* [Task instructions] The listing must be reproduced in full, exactly as it stands.

* [Data for processing]
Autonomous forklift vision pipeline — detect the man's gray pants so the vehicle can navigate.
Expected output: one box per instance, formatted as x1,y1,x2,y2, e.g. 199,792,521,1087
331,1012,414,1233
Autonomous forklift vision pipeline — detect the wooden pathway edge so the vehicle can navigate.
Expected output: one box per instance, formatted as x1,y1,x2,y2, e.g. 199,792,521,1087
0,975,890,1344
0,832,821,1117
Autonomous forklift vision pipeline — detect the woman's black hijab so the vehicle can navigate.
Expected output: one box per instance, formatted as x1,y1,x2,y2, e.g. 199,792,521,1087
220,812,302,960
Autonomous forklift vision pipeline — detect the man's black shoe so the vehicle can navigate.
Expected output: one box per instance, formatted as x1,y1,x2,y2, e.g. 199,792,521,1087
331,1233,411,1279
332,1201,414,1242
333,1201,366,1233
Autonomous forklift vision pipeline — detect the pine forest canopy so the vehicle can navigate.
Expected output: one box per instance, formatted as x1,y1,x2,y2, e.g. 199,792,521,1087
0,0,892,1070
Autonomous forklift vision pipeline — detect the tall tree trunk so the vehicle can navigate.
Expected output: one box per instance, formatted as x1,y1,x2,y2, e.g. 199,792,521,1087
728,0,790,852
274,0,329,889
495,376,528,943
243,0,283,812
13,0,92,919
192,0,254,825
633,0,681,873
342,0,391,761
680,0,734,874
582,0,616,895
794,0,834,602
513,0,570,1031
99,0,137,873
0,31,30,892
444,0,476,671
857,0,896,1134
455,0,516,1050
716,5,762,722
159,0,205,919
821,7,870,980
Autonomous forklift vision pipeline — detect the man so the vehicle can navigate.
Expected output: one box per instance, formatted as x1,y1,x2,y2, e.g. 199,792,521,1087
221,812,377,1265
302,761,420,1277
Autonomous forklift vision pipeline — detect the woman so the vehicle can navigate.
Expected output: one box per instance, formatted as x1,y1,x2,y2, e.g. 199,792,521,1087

* [Exercise answer]
Autonomous forklift vision pipeline — detect the man's gray pants so the vehicle can navigate.
Expected output: one box per instance, formatted as x1,y1,x2,y2, e.g. 199,792,521,1087
331,1012,414,1233
Autonomous forklift vision pipeline — detect the wooden pathway edge so the vehicle can navigate.
Expected output: one box per instance, formatted as x1,y1,x2,y2, e.g. 199,792,521,1087
0,975,890,1344
0,832,821,1117
Autonomous forklift vision pipeline — detect the woman's black hijab so the vehicle can navigate.
Expected output: one box per instance, formatted as x1,y1,x2,y2, e.g. 199,792,521,1087
220,812,302,960
Autonomous forklift vision pipeline — detect the man's black shoe so the vehicle can navigate.
Expected output: one box per instance, formatted as x1,y1,x2,y2, e.g. 199,792,521,1087
331,1233,411,1279
332,1201,414,1242
333,1201,366,1233
Autonomous forklift vision pipeline — detect the pine forest canopy so the vehicle can navigate.
Expected output: one box per instance, formatted as x1,y1,x2,y2, e.g. 199,792,521,1087
0,0,892,1070
Autonomous forklift vision pipeline — detect the tall tree trunk so the vehicle can navigate.
Expected output: one box per instance, formatted as x1,y1,x2,y2, e.g. 199,792,521,1087
728,0,790,852
274,0,329,889
495,376,528,943
243,0,283,812
13,0,92,919
192,0,254,825
633,0,681,873
342,0,391,761
680,0,734,874
582,0,616,895
794,0,834,602
513,0,570,1031
99,0,137,873
0,31,30,892
444,0,476,671
857,0,896,1134
455,0,516,1050
716,5,762,722
159,0,205,919
821,7,870,980
Autonomous forklift vision pipeline — detect the man so the vehicle can navigate.
Expected output: one box per instance, formatted as x1,y1,x2,y2, e.g. 199,792,521,1087
221,812,377,1265
302,761,420,1277
Autonomous forklift vision pipeline — detect the woman so the vehicle can navigate.
Expected output: one box per instance, formatted as x1,y1,x2,y2, e.g. 199,792,521,1087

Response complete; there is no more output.